GIVEN PROBLEM — Locate each line in the records that contains the word "roof" and copy those lines.

DATA IN THIS EXERCISE —
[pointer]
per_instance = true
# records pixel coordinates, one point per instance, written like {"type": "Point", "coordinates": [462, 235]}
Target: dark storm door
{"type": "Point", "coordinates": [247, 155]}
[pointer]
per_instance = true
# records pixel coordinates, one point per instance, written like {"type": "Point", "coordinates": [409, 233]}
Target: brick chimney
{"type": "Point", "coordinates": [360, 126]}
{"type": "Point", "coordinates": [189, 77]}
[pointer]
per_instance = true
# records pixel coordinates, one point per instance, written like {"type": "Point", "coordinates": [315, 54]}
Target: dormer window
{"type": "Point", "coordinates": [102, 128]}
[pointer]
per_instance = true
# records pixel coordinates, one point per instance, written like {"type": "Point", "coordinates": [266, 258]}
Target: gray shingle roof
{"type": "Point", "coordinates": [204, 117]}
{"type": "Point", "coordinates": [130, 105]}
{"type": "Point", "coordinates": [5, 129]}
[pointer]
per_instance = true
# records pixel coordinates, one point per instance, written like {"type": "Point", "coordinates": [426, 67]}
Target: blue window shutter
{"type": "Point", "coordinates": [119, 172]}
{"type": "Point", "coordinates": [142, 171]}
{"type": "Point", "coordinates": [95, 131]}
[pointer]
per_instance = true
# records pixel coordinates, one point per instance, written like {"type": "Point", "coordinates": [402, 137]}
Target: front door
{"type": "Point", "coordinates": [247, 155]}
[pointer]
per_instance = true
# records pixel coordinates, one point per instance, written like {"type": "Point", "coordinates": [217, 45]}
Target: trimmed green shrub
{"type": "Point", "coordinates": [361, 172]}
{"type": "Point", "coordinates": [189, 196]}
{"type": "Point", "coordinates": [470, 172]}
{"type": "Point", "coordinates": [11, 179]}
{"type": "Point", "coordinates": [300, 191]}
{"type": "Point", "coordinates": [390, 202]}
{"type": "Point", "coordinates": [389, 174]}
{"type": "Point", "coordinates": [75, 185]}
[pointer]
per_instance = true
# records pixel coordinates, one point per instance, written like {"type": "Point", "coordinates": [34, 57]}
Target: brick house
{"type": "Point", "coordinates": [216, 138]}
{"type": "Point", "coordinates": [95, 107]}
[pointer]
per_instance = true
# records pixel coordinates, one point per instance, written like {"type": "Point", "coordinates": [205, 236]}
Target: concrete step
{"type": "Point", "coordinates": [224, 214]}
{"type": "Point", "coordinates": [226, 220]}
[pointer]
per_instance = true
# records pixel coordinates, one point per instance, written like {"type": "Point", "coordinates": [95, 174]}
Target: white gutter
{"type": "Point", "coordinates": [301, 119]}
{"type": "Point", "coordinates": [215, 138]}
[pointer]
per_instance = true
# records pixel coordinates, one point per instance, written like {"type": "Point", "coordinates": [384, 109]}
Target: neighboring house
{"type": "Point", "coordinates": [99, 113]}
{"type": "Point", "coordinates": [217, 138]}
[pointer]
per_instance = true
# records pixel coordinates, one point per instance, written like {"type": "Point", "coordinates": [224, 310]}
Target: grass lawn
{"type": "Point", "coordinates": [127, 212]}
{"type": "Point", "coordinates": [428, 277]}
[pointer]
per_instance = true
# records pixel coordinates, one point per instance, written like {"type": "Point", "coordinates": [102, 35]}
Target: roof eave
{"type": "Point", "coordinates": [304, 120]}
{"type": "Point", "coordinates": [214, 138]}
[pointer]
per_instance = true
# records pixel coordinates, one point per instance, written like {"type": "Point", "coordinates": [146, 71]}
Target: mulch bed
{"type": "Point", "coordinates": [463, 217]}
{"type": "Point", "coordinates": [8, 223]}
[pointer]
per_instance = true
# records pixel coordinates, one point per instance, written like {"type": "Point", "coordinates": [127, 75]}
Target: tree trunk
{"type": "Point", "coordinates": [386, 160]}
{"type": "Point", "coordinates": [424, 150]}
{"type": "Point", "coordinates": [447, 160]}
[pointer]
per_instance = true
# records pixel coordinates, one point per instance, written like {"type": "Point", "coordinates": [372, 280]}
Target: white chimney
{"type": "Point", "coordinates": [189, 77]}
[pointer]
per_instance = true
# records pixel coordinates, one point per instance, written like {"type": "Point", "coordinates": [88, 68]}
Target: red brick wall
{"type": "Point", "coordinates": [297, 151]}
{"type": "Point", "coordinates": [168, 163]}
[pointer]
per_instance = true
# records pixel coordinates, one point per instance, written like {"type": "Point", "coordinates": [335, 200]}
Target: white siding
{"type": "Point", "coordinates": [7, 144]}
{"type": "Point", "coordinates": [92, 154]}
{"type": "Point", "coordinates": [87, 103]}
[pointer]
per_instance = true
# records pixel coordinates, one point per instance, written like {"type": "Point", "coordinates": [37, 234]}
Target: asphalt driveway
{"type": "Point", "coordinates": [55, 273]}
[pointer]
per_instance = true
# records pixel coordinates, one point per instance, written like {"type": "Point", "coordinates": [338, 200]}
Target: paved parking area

==

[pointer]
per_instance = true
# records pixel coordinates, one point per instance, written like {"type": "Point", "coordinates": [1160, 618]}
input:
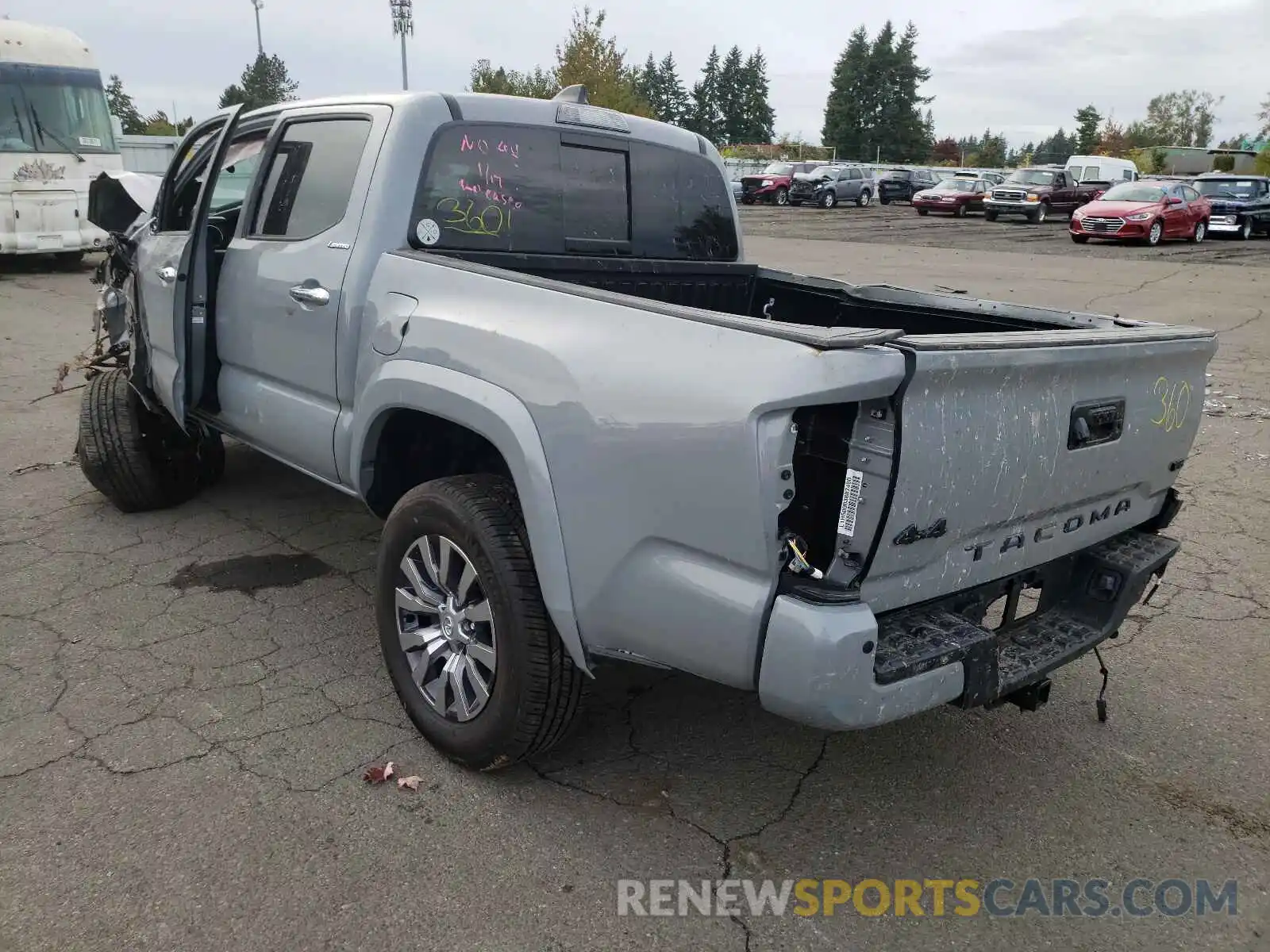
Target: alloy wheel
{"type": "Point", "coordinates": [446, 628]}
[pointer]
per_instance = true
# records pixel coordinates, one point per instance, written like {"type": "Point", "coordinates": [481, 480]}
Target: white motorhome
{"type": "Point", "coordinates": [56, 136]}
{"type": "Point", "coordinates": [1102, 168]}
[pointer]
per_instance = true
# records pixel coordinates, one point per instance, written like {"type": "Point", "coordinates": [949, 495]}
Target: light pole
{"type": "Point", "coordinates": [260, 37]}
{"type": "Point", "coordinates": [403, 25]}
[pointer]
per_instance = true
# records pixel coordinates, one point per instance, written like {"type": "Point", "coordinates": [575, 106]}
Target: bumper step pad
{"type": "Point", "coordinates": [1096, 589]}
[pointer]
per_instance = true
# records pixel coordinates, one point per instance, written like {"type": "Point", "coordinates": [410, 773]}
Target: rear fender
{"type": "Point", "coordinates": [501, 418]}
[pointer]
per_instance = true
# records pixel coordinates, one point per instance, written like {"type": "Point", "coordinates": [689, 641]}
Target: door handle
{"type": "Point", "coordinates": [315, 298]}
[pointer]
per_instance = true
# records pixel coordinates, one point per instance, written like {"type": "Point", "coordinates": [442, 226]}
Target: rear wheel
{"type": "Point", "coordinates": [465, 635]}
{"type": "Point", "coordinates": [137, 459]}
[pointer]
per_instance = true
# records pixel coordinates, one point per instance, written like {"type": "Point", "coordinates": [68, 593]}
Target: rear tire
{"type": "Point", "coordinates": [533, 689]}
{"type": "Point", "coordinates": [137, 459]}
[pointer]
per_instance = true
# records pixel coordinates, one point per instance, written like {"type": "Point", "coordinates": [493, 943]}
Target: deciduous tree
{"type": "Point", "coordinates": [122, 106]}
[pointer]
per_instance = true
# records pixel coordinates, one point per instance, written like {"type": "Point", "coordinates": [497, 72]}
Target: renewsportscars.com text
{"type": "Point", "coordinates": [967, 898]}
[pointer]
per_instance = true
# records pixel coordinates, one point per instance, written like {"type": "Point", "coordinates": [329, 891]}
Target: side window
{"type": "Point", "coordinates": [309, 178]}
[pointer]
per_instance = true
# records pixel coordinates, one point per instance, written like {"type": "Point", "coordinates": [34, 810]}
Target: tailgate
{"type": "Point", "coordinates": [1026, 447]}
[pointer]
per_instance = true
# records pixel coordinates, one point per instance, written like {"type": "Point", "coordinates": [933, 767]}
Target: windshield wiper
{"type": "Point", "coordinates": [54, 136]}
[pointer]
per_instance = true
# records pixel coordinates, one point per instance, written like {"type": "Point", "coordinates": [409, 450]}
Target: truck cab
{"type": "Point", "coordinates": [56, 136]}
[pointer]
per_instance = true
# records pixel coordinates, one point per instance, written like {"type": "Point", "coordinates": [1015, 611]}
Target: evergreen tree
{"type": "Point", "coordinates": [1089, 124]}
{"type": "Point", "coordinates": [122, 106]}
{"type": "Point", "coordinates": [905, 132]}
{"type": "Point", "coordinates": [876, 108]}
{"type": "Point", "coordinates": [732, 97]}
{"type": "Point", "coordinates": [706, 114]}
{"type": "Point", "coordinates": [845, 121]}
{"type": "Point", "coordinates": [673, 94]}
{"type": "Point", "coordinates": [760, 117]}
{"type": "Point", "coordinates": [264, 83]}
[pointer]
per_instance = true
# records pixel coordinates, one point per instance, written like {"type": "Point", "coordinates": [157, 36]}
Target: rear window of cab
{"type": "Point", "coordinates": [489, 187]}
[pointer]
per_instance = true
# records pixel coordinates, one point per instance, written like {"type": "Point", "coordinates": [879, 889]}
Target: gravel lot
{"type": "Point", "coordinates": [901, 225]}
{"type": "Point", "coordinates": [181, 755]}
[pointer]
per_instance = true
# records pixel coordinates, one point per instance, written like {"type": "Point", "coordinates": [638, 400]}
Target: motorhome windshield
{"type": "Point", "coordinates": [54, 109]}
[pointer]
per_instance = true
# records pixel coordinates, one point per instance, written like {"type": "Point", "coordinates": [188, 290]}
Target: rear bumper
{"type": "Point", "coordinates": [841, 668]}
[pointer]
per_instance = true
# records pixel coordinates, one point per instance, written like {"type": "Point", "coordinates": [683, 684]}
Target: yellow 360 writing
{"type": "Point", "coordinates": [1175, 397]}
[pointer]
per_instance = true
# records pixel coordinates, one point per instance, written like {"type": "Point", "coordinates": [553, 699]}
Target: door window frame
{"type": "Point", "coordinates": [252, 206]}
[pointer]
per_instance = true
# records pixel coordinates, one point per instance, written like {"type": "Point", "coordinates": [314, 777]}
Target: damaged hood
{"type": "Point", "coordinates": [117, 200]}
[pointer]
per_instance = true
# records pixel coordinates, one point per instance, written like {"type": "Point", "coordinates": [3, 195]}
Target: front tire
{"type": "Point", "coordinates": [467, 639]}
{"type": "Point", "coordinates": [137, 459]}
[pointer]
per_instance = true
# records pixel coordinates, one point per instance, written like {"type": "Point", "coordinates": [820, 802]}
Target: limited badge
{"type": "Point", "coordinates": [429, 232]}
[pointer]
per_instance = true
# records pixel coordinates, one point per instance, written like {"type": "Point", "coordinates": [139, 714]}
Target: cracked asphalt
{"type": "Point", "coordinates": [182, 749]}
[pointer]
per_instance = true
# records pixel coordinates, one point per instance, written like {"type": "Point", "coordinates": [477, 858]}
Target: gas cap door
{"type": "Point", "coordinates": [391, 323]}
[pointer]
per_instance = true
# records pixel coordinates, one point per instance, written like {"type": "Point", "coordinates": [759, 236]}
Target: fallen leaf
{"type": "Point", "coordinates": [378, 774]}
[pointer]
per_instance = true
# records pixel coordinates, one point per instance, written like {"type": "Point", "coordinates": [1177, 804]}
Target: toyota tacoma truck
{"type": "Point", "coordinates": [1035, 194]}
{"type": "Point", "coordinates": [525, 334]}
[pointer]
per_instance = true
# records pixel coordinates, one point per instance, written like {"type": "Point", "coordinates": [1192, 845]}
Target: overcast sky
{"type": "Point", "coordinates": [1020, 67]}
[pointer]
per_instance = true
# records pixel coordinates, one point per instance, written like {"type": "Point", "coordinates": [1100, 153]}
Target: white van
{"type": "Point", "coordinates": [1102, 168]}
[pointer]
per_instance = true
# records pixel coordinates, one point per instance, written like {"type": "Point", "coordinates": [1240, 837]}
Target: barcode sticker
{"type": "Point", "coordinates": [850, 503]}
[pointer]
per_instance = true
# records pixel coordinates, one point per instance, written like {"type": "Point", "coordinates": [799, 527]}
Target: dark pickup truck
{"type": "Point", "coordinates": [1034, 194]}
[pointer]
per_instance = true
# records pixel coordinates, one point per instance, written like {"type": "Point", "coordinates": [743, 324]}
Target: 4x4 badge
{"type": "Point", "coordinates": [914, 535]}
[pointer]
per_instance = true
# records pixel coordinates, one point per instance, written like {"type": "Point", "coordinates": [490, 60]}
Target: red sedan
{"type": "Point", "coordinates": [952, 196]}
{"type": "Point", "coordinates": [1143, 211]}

--

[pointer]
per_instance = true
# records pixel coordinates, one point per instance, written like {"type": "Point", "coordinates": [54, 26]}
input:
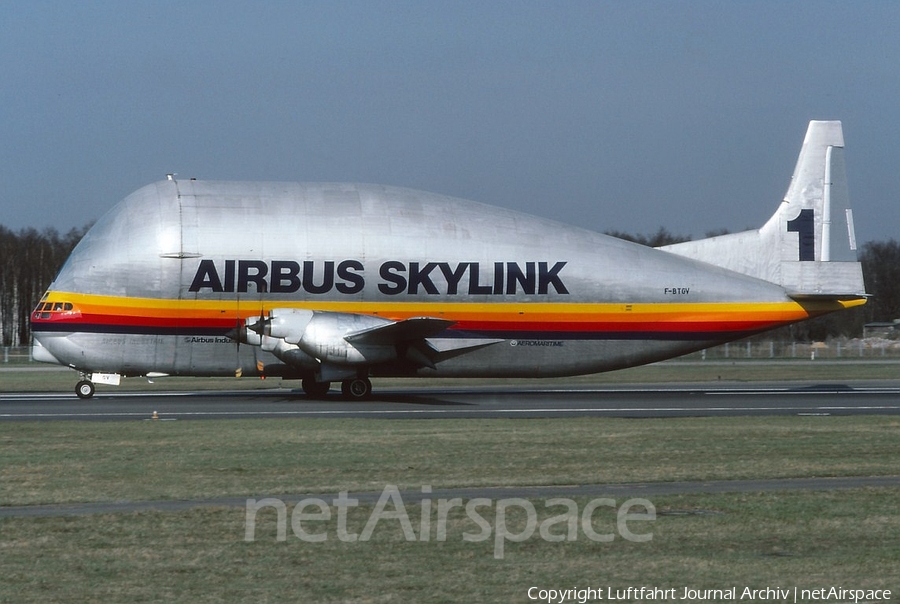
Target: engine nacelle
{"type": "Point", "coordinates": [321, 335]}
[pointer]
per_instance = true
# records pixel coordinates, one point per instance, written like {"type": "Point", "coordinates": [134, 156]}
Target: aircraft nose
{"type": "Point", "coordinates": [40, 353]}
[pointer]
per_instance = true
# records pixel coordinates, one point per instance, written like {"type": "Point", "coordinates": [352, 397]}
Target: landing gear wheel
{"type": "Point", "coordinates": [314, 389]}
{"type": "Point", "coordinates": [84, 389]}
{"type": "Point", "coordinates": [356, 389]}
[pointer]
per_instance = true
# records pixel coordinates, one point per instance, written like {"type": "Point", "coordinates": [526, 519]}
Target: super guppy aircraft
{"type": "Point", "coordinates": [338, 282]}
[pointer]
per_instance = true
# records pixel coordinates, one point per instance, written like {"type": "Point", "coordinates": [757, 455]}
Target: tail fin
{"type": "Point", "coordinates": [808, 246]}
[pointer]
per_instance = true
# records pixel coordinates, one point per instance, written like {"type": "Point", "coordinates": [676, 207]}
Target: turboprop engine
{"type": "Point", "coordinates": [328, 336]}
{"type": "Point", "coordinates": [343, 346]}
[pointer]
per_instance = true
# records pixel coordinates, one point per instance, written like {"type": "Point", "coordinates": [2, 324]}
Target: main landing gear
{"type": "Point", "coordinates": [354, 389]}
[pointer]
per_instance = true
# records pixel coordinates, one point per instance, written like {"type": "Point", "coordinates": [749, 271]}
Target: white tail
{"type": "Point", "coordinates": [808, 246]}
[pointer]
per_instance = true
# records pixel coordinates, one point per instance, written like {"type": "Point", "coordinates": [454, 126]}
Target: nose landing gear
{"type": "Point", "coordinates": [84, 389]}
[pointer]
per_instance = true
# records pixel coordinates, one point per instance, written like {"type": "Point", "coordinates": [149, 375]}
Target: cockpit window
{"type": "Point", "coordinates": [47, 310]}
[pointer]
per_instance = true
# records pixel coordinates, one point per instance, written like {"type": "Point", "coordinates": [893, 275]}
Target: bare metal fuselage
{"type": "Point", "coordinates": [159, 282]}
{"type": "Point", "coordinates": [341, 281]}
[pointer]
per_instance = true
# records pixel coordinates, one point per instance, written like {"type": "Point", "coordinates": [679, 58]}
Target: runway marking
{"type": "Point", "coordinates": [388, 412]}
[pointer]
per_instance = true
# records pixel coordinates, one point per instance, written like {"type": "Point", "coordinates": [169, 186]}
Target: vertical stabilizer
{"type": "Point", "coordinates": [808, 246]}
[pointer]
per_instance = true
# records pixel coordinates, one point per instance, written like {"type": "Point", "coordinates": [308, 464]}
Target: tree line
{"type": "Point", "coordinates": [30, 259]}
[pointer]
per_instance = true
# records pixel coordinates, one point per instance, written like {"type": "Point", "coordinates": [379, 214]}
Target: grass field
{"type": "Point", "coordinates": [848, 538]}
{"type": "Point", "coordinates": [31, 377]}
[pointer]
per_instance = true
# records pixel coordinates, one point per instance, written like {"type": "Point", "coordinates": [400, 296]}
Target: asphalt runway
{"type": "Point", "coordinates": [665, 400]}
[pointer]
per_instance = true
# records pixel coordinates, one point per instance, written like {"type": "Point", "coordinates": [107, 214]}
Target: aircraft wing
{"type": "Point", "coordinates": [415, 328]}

OUTPUT OF THE EXERCISE —
Target: gray shingle roof
Target: roof eave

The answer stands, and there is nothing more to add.